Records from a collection
· · · · ·

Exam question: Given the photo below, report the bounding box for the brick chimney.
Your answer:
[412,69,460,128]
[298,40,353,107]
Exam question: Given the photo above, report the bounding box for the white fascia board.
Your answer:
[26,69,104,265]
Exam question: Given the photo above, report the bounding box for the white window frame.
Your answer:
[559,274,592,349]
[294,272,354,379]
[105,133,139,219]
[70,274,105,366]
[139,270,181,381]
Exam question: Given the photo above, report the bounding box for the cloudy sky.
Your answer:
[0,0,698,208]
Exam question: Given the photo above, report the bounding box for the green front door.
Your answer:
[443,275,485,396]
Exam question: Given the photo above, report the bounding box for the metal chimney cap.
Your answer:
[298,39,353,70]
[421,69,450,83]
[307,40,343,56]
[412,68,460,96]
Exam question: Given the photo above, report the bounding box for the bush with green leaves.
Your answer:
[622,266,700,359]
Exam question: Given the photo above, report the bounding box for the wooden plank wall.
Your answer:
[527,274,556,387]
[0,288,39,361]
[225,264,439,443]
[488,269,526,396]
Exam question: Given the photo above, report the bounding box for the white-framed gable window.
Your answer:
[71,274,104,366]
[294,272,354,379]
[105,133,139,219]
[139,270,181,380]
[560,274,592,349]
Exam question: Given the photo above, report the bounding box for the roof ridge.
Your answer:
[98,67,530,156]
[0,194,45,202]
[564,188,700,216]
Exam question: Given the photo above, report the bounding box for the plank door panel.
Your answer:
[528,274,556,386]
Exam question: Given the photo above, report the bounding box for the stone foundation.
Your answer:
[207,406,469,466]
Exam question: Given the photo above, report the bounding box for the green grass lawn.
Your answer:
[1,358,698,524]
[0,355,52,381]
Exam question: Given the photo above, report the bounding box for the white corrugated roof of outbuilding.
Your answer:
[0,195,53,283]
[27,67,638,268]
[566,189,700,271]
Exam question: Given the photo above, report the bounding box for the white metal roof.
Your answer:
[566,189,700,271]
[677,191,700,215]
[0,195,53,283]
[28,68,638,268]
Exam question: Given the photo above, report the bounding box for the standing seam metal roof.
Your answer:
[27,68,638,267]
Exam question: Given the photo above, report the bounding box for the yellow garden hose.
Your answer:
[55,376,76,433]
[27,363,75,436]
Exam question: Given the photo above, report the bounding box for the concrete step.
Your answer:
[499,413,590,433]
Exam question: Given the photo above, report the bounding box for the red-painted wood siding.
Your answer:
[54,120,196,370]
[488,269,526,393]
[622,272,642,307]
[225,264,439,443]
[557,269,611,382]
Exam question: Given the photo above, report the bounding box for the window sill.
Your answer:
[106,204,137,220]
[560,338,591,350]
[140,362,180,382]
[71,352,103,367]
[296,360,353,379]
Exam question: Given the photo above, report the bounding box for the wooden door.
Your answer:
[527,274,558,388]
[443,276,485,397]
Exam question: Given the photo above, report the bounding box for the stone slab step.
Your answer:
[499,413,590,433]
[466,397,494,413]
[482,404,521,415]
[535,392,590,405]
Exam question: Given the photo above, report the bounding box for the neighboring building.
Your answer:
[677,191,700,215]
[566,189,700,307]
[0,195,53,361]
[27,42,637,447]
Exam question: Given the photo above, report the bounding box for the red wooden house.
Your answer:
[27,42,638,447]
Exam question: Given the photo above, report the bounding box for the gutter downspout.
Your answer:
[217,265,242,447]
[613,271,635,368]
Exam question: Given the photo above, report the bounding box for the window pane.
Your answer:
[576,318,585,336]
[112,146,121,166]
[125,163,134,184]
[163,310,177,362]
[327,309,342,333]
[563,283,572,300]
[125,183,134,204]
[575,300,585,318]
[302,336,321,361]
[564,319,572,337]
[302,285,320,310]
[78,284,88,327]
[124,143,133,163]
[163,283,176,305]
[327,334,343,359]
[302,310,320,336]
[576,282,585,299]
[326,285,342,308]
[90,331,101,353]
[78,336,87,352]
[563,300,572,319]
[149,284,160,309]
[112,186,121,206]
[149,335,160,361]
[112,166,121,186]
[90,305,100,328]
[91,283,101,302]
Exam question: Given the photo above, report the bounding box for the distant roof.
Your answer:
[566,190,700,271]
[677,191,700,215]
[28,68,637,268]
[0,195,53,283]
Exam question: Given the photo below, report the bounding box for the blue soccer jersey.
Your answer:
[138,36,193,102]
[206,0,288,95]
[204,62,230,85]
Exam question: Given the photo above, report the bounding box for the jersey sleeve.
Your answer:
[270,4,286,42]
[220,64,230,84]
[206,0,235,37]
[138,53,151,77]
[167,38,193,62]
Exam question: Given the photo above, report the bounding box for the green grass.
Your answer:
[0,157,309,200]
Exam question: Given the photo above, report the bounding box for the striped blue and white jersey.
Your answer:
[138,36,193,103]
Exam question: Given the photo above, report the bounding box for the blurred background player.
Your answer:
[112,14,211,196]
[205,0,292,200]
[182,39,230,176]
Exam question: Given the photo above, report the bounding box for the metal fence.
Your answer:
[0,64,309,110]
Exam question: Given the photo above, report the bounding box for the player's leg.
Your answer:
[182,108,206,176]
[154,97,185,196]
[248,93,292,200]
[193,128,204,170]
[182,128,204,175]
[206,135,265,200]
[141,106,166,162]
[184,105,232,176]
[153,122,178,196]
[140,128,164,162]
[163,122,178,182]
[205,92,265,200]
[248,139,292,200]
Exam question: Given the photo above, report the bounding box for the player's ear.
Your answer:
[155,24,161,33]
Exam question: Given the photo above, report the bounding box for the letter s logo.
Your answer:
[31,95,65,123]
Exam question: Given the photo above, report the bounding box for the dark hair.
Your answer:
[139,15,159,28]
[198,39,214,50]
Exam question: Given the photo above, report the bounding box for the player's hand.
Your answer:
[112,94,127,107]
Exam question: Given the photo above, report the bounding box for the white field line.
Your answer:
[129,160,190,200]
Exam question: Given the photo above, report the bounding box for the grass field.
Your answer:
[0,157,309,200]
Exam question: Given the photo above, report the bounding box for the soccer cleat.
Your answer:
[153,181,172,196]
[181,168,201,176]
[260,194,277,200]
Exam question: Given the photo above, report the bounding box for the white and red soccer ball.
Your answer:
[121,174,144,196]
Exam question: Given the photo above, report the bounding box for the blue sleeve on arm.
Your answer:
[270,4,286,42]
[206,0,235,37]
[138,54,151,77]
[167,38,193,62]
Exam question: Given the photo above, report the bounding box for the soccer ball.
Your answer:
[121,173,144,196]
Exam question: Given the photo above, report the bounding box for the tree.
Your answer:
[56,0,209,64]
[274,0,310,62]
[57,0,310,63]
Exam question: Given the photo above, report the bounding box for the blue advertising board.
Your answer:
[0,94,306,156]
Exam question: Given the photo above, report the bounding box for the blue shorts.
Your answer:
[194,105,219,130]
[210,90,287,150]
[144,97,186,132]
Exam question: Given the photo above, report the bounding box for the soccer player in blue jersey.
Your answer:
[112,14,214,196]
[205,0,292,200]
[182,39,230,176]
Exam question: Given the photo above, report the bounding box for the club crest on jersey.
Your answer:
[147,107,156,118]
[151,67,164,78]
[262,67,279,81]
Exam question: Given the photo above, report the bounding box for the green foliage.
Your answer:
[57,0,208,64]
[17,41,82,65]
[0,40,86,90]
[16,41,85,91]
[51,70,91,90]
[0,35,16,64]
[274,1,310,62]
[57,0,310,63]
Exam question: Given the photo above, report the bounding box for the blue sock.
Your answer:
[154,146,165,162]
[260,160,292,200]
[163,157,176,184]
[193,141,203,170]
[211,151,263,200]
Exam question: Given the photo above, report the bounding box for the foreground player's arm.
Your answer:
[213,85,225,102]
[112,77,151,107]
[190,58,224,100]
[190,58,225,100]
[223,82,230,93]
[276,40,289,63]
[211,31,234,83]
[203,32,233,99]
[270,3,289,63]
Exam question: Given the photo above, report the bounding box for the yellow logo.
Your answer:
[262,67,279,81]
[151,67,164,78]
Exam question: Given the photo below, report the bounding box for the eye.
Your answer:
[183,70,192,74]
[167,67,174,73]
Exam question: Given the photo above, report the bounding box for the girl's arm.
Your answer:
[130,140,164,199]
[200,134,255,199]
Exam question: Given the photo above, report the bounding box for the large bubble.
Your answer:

· · · · ·

INSTRUCTIONS TO FOLLOW -
The answer must consist of every line from the entries above that contains "roof".

SOLUTION TO THE PROBLEM -
Exam question: Given the photo above, report the bounding box for the roof ridge.
Exam question: Given the photo above, report the bounding box for the white corrugated roof of outbuilding.
Exam question: Given the photo above, report the bounding box for the white metal roof.
Exam question: Given the photo above, report the bounding box for the standing seam metal roof.
Exam question: Given the photo above, report the bounding box for the distant roof.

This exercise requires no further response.